◆ **Directives**
[1] Using the mailing-list thread on regressions in stable releases, list every distinct hexadecimal hash string it contains.
[2] Pick up the mailing-list thread on regressions in stable releases from the point where it stops, and write what follows.

◆ **Excerpted text**
┄┄┄┄┄┄┄┄┄┄┄┄┄┄┄┄┄┄┄┄

Re: Regressions in stable releases

Willy Tarreau <w@xxxxxx> · Fri, 6 Aug 2021 16:42:44 +0200

On Fri, Aug 06, 2021 at 07:16:32AM -0700, Guenter Roeck wrote:
> On 8/5/21 11:30 AM, Willy Tarreau wrote:
> > On Thu, Aug 05, 2021 at 10:29:49AM -0700, Guenter Roeck wrote:
> > > > It looks like a typical "works for me" regression. The best thing that
> > > > could possibly be done to limit such occurrences would be to wait "long
> > > > enough" before backporting them, in hope to catch breakage reports before
> > > > the backport, but here there were already 3 weeks between the patch was
> > > > submitted and it was backported.
> > > 
> > > No. The patch is wrong. It just _looks_ correct at first glance.
> > 
> > So that's the core of the problem. Stable maintainers cannot be tasked
> > to try to analyse each patch in its finest details to figure whether a
> > maintainer that's expected to be more knowledgeable than them on their
> > driver did something wrong.
> > 
> > Then in my opinion we should encourage *not* to use "Fixes:" on untested
> > patches (untested patches will always happen due to hardware availability
> > or lack of a reliable reproducer).
> > 
> > What about this to try to improve the situation in this specific case ?
> > 
> > Willy
> > 
> > 
> > > From ef646bae2139ba005de78940064c464126c430e6 Mon Sep 17 00:00:00 2001
> > From: Willy Tarreau <w@xxxxxx>
> > Date: Thu, 5 Aug 2021 20:24:30 +0200
> > Subject: docs: process: submitting-patches.rst: recommend against 'Fixes:' if
> >   untested
> > 
> > 'Fixes:' usually is taken as authority and often results in a backport. If
> > a patch couldn't be tested although it looks perfectly valid, better not
> > add this tag to leave a final chance for backporters to ask about the
> > relevance of the backport or to check for future tests.
> > 
> > Cc: Guenter Roeck <linux@xxxxxxxxxxxx>
> > Signed-off-by: Willy Tarreau <w@xxxxxx>
> > ---
> >   Documentation/process/submitting-patches.rst | 9 +++++++++
> >   1 file changed, 9 insertions(+)
> > 
> > diff --git a/Documentation/process/submitting-patches.rst b/Documentation/process/submitting-patches.rst
> > index 0852bcf73630..54782b0e2f4c 100644
> > --- a/Documentation/process/submitting-patches.rst
> > +++ b/Documentation/process/submitting-patches.rst
> > @@ -140,6 +140,15 @@ An example call::
> >   	$ git log -1 --pretty=fixes 54a4f0239f2e
> >   	Fixes: 54a4f0239f2e ("KVM: MMU: make kvm_mmu_zap_page() return the number of pages it actually freed")

┄┄┄┄┄┄┄┄┄┄┄┄┄┄┄┄┄┄┄┄

◆ **Stored records**
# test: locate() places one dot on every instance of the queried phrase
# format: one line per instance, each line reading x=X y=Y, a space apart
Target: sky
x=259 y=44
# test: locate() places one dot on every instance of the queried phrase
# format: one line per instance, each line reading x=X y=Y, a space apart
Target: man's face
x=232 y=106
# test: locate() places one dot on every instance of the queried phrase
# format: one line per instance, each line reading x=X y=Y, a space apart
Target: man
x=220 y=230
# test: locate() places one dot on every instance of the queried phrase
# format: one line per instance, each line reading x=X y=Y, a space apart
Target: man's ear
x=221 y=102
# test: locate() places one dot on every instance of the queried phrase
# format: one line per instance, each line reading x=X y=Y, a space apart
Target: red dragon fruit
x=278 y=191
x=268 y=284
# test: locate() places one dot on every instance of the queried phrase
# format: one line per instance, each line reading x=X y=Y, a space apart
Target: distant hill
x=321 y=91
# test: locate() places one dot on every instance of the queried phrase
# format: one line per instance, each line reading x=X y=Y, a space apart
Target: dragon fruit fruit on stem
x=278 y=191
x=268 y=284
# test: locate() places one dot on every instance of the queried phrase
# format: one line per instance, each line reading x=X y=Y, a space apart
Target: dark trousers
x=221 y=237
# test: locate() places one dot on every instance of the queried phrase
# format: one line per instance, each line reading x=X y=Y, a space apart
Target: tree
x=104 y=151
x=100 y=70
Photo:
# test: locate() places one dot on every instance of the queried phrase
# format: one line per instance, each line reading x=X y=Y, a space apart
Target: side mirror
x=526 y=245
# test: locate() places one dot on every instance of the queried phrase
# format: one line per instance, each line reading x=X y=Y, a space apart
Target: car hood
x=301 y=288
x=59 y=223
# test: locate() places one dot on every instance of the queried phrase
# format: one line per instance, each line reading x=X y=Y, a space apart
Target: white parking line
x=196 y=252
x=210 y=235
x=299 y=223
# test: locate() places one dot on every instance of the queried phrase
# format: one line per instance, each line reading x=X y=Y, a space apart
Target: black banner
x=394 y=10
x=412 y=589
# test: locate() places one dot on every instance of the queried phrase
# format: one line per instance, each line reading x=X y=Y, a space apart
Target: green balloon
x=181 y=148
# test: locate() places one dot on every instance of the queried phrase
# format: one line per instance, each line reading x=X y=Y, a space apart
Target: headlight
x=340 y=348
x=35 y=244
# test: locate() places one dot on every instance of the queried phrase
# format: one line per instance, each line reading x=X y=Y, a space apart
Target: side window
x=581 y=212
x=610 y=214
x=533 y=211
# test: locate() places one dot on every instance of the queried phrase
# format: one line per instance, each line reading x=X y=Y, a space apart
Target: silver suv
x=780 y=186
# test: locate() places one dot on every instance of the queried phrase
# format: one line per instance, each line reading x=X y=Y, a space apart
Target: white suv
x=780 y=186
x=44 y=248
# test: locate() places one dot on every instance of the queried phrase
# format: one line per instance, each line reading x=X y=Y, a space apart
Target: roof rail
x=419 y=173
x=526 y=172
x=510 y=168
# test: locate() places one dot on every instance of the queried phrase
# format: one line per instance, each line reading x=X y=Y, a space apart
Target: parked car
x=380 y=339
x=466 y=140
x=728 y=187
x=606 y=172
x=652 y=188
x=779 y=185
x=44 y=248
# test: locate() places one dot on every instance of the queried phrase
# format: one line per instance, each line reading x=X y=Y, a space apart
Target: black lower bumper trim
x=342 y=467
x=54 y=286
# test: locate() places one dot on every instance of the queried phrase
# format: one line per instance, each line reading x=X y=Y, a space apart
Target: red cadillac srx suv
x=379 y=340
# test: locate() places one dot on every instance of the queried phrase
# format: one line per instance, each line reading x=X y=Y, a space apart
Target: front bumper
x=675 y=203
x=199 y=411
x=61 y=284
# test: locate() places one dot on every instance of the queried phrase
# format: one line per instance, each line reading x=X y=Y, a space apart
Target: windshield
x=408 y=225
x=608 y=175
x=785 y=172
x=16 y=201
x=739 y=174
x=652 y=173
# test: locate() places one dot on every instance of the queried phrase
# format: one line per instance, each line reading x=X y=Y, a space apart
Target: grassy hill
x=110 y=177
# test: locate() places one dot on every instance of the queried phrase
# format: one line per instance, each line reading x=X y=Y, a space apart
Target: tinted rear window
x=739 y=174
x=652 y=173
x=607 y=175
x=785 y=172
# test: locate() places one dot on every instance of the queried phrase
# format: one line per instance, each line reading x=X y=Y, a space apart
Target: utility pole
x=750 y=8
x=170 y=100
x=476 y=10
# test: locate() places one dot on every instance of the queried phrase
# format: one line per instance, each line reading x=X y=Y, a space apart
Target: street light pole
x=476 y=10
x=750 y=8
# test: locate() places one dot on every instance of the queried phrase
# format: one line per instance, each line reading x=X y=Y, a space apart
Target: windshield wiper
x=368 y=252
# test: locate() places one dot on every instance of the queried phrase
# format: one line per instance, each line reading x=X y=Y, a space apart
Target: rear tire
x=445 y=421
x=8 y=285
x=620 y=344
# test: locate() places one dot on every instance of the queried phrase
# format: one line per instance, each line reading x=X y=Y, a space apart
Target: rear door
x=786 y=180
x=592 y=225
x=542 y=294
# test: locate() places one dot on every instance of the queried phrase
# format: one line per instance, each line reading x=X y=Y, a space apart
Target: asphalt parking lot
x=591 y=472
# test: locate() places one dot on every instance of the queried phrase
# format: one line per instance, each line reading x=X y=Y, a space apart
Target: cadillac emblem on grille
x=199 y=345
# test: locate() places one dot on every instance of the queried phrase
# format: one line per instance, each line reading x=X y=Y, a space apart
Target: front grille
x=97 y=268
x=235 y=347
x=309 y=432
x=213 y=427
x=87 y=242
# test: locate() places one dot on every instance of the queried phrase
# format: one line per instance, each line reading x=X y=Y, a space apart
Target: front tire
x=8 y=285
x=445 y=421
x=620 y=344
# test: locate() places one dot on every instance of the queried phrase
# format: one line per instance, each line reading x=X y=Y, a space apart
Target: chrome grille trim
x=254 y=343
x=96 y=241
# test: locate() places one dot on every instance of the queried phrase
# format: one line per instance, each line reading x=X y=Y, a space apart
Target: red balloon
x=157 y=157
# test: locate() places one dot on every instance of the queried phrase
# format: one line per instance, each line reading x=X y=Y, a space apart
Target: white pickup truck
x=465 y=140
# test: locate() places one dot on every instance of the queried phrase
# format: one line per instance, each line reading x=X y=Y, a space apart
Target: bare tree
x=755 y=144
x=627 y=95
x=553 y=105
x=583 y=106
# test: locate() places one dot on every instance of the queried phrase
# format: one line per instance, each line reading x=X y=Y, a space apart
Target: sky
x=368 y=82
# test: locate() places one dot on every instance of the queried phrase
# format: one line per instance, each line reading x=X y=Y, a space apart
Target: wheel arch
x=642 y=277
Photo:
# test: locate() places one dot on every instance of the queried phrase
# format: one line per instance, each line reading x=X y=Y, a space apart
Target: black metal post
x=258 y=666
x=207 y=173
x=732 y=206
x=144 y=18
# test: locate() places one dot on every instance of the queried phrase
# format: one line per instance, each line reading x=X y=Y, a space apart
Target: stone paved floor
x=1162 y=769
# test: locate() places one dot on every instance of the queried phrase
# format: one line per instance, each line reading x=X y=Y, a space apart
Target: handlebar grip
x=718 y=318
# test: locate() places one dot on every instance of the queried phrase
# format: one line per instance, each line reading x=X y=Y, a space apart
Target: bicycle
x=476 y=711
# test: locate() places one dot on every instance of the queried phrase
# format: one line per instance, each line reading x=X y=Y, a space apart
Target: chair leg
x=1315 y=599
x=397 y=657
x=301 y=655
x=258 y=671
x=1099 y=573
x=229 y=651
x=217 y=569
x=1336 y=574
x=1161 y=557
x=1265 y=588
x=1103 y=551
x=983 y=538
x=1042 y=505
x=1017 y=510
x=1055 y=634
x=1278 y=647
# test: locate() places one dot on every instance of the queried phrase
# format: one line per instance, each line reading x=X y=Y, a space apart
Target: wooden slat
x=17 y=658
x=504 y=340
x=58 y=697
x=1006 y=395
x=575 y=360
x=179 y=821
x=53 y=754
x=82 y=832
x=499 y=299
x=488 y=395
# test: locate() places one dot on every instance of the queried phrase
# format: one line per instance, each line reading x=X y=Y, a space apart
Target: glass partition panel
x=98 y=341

┄┄┄┄┄┄┄┄┄┄┄┄┄┄┄┄┄┄┄┄

◆ **The results**
[1]
- ef646bae2139ba005de78940064c464126c430e6
- 0852bcf73630
- 54782b0e2f4c
- 54a4f0239f2e

[2]
> > +Please note that a 'Fixes:' tag will most often result in your patch being
> > +automatically backported to stable branches. If for any reason you could not
> > +test that it really fixes the problem (for example, because the bug is not
> > +reproducible, or because you did not have access to the required hardware
> > +at the time of writing the patch to verify it does not cause regressions),
> > +even if you are absolutely certain of your patch's validity, do not include
> > +a 'Fixes:' tag and instead explain the situation in the commit message in
> > +plain English.
> > +
> 
> I don't think that would be a good idea, First, it would discourage people
> from using Fixes: tags, and second it would not really solve the problem either.
> 
> While I am sure that the patch in question wasn't really tested (after all,
> it broke EC communication on all Mediatek Chromebooks using SPI to communicate
> with the EC), we don't know what the author tested. It may well be (and is quite
> likely) that the author _did_ test the patch, only not the affected code path.
> That means the author may still have added a Fixes: tag in the wrong belief
> to have tested the fix, even with the above restrictions in place.

But this is exactly the principle of a regression, and the first rule that
evreyone learns in programming is that 100% coverage never exists. That's
particularly true in large projects where the skills are distributed over
many people. Everyone faithfully tests the faulty case (i.e. I tested that
it does solve the problem I could reproduce), without a knowledge of plenty
of other cases. I do cause regressions myself when fixing bugs, despite
running plenty of regtests, and I hate this. The only thing I can do in
this case is to communicate about it as soon as detected and produce another
fix as fast as possible.

> No, I think all we can do is to improve test coverage.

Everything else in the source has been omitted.